First, the convergence of the proposed BACA algorithm is investigated using several matrices: Gaussian-SUSY matrices with $n=5000$ , $h=1.0,0.2$ , an EFIE3D matrix for a unit sphere with $n=21788$ and approximately 20 points per wavelength, and a Frontal3D matrix with $n=1250$ and 10 points per wavelength. The corresponding $\epsilon$ -ranks are $r=4683,1723,1488,718$ for $\epsilon=10^{-6}$ . The residual histories versus revealed ranks $r_{k}$ , at each iteration $k$ of BACA with $1\leq d\leq 256$ are plotted in Fig. 3. The residual error is defined as $\left\lVert U_{k}V_{k}\right\rVert_{F}/\left\lVert UV\right\rVert_{F}$ from (12). As a reference, the singular value spectra $\Sigma(k,k)/\Sigma(1,1)$ computed from $[U,\Sigma,V,r]=\mathtt{SVD}(A,\epsilon)$ are also plotted.

····················

Exercise task 1. According to the BACA convergence excerpt, how many points per wavelength does the EFIE3D matrix use?
Exercise task 2. For each statement, say whether it agrees with the BACA convergence excerpt. Answer yes or no, and quote the words that decide it. (a) The Frontal3D matrix uses 10 points per wavelength. (b) The EFIE3D matrix is for a unit cube. (c) The residual histories are plotted in Fig. 4.
Exercise task 3. Reproduce the BACA convergence excerpt from "First, the convergence" to "are also plotted.".

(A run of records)
····················

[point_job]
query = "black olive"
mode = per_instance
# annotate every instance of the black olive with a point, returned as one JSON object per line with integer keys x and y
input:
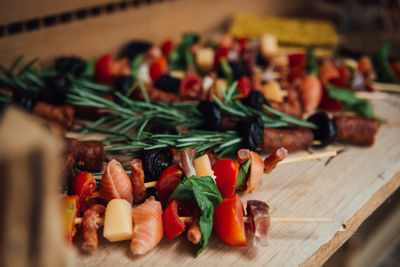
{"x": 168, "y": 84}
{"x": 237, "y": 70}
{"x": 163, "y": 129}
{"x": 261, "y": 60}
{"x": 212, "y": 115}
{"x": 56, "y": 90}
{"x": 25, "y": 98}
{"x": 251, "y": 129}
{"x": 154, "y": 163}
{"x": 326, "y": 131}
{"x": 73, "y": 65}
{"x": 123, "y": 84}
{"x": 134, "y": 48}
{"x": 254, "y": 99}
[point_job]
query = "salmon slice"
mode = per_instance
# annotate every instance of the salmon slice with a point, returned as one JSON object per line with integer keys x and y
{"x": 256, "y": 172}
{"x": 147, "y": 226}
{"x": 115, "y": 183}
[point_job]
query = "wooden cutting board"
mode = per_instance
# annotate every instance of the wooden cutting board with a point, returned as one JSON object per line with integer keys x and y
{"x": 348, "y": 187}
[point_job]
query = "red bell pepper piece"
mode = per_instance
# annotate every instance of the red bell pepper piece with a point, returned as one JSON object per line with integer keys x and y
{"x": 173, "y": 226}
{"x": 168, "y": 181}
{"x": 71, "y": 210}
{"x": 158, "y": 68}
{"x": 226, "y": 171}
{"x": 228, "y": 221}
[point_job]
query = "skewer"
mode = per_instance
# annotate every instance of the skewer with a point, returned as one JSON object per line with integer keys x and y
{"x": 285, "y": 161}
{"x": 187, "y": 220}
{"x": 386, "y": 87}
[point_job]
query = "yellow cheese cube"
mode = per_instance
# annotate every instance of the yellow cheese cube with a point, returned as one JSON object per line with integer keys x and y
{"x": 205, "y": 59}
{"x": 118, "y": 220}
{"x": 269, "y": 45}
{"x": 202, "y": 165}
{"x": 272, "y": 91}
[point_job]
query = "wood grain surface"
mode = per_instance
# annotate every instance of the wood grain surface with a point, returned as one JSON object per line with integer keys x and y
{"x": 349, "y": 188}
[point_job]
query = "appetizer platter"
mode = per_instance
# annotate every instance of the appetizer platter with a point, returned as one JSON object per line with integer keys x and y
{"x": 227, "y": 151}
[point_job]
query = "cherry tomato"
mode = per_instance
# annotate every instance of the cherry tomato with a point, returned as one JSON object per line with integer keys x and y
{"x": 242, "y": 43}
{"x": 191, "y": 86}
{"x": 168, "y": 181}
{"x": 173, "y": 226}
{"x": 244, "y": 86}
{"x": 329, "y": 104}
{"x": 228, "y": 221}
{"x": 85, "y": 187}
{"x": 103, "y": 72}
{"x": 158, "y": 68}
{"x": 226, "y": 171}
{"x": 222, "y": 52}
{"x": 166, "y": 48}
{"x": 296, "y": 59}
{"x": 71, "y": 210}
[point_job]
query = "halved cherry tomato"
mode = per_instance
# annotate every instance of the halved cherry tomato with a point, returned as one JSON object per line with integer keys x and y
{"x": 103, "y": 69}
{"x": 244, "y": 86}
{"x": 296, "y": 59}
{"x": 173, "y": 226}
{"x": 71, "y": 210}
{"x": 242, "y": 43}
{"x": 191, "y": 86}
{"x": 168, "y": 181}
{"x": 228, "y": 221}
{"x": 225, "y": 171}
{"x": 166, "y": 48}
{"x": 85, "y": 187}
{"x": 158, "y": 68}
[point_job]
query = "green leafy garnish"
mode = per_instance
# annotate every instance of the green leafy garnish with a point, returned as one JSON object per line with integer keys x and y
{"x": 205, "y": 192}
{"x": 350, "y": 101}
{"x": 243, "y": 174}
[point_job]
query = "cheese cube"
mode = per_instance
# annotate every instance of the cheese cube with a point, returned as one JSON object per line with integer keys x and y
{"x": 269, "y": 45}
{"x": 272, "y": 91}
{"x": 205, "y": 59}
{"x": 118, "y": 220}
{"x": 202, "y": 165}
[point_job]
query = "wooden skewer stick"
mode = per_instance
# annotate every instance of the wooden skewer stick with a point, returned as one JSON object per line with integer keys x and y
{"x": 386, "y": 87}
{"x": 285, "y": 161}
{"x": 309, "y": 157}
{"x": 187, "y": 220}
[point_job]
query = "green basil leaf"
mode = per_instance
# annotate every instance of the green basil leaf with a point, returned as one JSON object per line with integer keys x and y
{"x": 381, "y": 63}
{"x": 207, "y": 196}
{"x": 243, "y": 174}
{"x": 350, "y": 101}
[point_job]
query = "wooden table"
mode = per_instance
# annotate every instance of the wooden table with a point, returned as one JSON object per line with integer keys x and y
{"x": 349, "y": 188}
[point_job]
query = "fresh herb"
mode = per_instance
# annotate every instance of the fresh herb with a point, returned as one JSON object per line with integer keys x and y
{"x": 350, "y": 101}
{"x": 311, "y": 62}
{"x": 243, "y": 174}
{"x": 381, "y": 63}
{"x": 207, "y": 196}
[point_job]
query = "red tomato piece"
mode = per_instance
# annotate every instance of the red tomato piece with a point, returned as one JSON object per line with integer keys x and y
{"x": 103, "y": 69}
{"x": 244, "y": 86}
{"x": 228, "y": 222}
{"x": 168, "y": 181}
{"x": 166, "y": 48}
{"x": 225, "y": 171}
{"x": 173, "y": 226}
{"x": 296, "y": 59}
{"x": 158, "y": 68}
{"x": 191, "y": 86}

····················

Worked solution 1. Approximately 20 points per wavelength.

Worked solution 2.
(a) Yes: "a Frontal3D matrix with $n=1250$ and 10 points per wavelength"
(b) No: "an EFIE3D matrix for a unit sphere"
(c) No: "are plotted in Fig. 3"

Worked solution 3.
First, the convergence of the proposed BACA algorithm is investigated using several matrices: Gaussian-SUSY matrices with $n=5000$ , $h=1.0,0.2$ , an EFIE3D matrix for a unit sphere with $n=21788$ and approximately 20 points per wavelength, and a Frontal3D matrix with $n=1250$ and 10 points per wavelength. The corresponding $\epsilon$ -ranks are $r=4683,1723,1488,718$ for $\epsilon=10^{-6}$ . The residual histories versus revealed ranks $r_{k}$ , at each iteration $k$ of BACA with $1\leq d\leq 256$ are plotted in Fig. 3. The residual error is defined as $\left\lVert U_{k}V_{k}\right\rVert_{F}/\left\lVert UV\right\rVert_{F}$ from (12). As a reference, the singular value spectra $\Sigma(k,k)/\Sigma(1,1)$ computed from $[U,\Sigma,V,r]=\mathtt{SVD}(A,\epsilon)$ are also plotted.